SOURCE MATERIAL:
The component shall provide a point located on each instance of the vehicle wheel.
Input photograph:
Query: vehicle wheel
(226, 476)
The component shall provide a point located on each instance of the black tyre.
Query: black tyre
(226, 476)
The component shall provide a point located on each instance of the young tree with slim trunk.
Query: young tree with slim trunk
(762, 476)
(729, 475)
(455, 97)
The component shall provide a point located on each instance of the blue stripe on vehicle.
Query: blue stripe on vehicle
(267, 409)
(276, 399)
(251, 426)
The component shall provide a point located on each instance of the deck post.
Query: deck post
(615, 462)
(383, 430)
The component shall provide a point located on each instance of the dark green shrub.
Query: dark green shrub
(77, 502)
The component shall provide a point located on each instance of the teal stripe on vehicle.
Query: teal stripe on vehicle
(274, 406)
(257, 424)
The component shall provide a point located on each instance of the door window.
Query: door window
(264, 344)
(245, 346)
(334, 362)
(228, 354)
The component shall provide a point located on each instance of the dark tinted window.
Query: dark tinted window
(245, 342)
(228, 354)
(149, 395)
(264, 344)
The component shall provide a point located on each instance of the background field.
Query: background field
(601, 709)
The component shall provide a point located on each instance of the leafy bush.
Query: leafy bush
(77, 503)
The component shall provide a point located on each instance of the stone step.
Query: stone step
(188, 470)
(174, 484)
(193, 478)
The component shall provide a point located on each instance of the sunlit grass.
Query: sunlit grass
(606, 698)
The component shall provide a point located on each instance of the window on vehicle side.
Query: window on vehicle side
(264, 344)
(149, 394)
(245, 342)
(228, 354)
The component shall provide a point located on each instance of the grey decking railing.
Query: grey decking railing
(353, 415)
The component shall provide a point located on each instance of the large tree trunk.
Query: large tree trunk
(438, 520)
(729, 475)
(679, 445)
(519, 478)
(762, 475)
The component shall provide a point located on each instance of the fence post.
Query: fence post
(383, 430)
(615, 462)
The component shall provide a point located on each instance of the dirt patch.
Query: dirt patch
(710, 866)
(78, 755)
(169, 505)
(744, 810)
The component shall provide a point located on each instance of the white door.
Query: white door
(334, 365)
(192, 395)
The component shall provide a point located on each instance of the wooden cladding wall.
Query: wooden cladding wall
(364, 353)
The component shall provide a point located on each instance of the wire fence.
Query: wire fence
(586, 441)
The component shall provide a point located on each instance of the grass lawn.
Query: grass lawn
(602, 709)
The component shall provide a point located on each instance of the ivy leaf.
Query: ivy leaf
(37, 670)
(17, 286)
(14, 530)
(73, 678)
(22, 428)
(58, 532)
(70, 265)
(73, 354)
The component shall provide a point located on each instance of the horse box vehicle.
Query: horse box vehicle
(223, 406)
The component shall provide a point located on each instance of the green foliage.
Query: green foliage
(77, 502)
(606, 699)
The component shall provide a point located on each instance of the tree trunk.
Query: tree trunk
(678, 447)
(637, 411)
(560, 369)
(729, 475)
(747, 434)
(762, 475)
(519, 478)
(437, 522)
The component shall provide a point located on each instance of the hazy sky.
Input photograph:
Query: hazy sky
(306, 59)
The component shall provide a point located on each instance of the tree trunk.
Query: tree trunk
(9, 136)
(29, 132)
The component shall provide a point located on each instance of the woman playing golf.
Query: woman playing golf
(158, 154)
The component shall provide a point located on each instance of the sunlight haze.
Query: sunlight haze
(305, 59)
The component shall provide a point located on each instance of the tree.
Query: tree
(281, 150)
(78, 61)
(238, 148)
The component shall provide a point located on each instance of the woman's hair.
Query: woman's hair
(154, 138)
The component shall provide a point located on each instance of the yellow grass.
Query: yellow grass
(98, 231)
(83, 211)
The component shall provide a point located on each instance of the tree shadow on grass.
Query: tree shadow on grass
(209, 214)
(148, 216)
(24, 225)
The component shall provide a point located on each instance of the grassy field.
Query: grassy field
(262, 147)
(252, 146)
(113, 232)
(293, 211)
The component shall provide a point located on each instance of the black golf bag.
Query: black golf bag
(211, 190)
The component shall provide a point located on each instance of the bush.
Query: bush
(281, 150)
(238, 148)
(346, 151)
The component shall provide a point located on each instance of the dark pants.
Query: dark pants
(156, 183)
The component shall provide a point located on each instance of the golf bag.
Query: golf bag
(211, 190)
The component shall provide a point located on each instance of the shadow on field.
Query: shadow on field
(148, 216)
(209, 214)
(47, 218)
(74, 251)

ASSIGNMENT:
Once more, write out the entries exactly as they were written.

SOLVED PROBLEM:
The component shall provide a point located on each instance of the vehicle wheel.
Input photograph:
Query: vehicle wheel
(226, 476)
The component shall provide a point located on each instance of the black tyre.
Query: black tyre
(226, 476)
The component shall provide a point located on each instance of the young tree with slim trunk.
Query: young tree with slim trunk
(762, 476)
(729, 475)
(455, 97)
The component shall provide a point located on each instance of the blue stripe on vehicle.
Query: blue stripe on vehicle
(267, 409)
(276, 399)
(251, 426)
The component shall provide a point located on each instance of the deck post.
Query: deck post
(615, 462)
(383, 430)
The component shall provide a point located on each instance of the dark green shrub.
Query: dark green shrub
(77, 502)
The component shall provide a point located on each instance of the teal stripe on vehicle.
Query: teal stripe on vehicle
(274, 406)
(257, 424)
The component shall provide a point located on each instance of the door window.
Query: door window
(264, 344)
(245, 346)
(334, 362)
(228, 354)
The component shall provide a point located on each instance of the dark tinted window.
Query: dark tinted window
(245, 342)
(228, 354)
(149, 395)
(264, 344)
The component shall provide a point located on each instance of the background field.
Query: background field
(601, 709)
The component shall provide a point located on each instance of the leafy bush.
Query: leafy bush
(77, 503)
The component shall provide a point located on each instance of the stone step.
Query: stone step
(188, 470)
(174, 484)
(193, 478)
The component shall provide a point located on each instance of the sunlit grass.
Query: sunlit grass
(606, 698)
The component shall provide a point located on each instance of the window on vehicle side.
Query: window on vehicle side
(264, 344)
(149, 394)
(245, 342)
(228, 354)
The component shall provide a point located on each instance of the grey decking railing.
Query: grey decking railing
(353, 415)
The component shall provide a point located on each instance of the large tree trunk.
Query: large tree trunk
(438, 520)
(729, 475)
(679, 445)
(519, 478)
(762, 475)
The component shall provide a point located on each instance of the fence post.
Query: fence post
(383, 430)
(615, 462)
The component shall provide a point located on each instance of the dirt patch.
Query: dirt patch
(710, 866)
(78, 755)
(169, 505)
(744, 810)
The component shall provide a point located on each instance of the white door.
Query: white door
(334, 365)
(192, 395)
The component shall provide a point located on each instance of the wooden cladding wall.
Query: wooden cladding wall
(364, 353)
The component shall provide a point located on each instance of the wire fence.
Query: wire fence
(586, 441)
The component shall provide a point located on each instance of the grass lawn.
Query: grass lawn
(602, 709)
The component shall provide a point located on each instance of the ivy leaf.
Query: ivy leaf
(37, 670)
(17, 286)
(14, 530)
(73, 678)
(22, 428)
(58, 532)
(70, 265)
(73, 354)
The component shall provide a point located on each instance of the horse box vehicle.
Query: horse box vehicle
(223, 406)
The component shall provide a point located on each instance of the green foliage.
Query: green foliage
(77, 502)
(606, 699)
The component shall provide a point located on each instance of the tree trunk.
Query: tree trunk
(678, 447)
(637, 411)
(560, 369)
(729, 475)
(747, 434)
(762, 475)
(519, 478)
(437, 522)
The component shall provide a point located on each instance of the hazy sky.
Input photograph:
Query: hazy sky
(306, 59)
The component shall provide a point located on each instance of the tree trunk.
Query: tree trunk
(9, 136)
(29, 132)
The component shall provide a point located on each instance of the woman playing golf.
Query: woman playing golf
(158, 154)
The component shall provide a point located on each instance of the sunlight haze.
Query: sunlight haze
(305, 59)
The component shall provide a point located on each instance of the tree.
Query: tree
(281, 150)
(78, 61)
(238, 148)
The component shall provide a point located on each instance of the woman's hair.
Query: woman's hair
(154, 138)
The component shall provide a point located on each instance of the yellow grass.
Query: yellow grass
(98, 231)
(83, 211)
The component shall provide a point located on each instance of the tree shadow on grass.
Query: tree shadow on grass
(209, 214)
(148, 216)
(24, 225)
The component shall provide a point located on each instance of the grassy field.
Query: grassy field
(262, 147)
(252, 146)
(113, 232)
(293, 211)
The component shall provide a point located on each instance of the black golf bag.
Query: black golf bag
(211, 190)
The component shall provide a point located on each instance of the bush.
Query: bush
(281, 150)
(238, 148)
(346, 151)
The component shall provide a point located on each instance of the dark pants.
Query: dark pants
(156, 183)
The component shall provide a point located on each instance of the golf bag.
Query: golf bag
(211, 190)
The component shall provide a point located on each instance of the shadow on field.
Query: shadow on field
(148, 216)
(209, 214)
(47, 218)
(74, 251)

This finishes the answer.